Zu erledigen:
(a) Gib im Text über den Schülerprotest alles von „In Bergisch Gladbach zogen“ bis hinunter zu „Gladbach kleinere Klassen, mehr Personal und Mitbestimmung.“ erneut wieder und tausche dabei „Bergisch Gladbach“ gegen „Leverkusen“ aus.
(b) Wie hoch ist laut dem Text über den Schülerprotest das Sondervermögen, das die Landesschülerschaft fordert?

In Bergisch Gladbach zogen am Mittwochmorgen etwa 80 Schüler durch die Innenstadt und protestierten mit Plakaten für eine bessere Bildung.

Die etwa 80 Schülerinnen und Schüler fordern bei ihrer Kundgebung in Bergisch Gladbach kleinere Klassen, mehr Personal und Mitbestimmung. 

Für bessere Bildungsbedingungen sind Schülerinnen und Schüler am Mittwoch im Rahmen der landesweiten Proteste auch in Bergisch Gladbach auf die Straße gegangen. „Wir brauchen eine radikale Änderung. Das Schulsystem ist in einem katastrophalen Zustand“, ruft Senem Roos, Bezirksschülervertretung Rheinisch-Bergischer Kreis (BSV), energisch den rund 80 Demonstranten zu, bevor der Marsch durch die Innenstadt losziehen soll. „Wir brauchen kleinere Klassen, mehr Personal und Mitbestimmung.“

Als Bühne dient die Treppe der leerstehenden Rheinberg-Passage am S-Bahnhof. Die meisten der Bildungsprotestler sind Schülerinnen und Schüler aus dem Stadtgebiet, darunter sind nur sehr wenige Eltern und nur ein einziger Lehrer. Im Kern fordert die Landesschülerschaft ein Sondervermögen in Höhe von zehn Milliarden Euro, um die dringend notwendige Sanierung für Schulen und den Lehrermangel zu finanzieren.

Angezeigte Daten:
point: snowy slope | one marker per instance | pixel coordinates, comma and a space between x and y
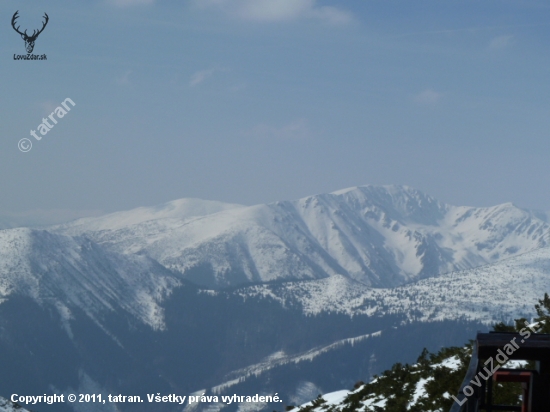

Lösungen:
(a)
In Leverkusen zogen am Mittwochmorgen etwa 80 Schüler durch die Innenstadt und protestierten mit Plakaten für eine bessere Bildung.

Die etwa 80 Schülerinnen und Schüler fordern bei ihrer Kundgebung in Leverkusen kleinere Klassen, mehr Personal und Mitbestimmung.

(b) Die Landesschülerschaft fordert ein Sondervermögen von zehn Milliarden Euro.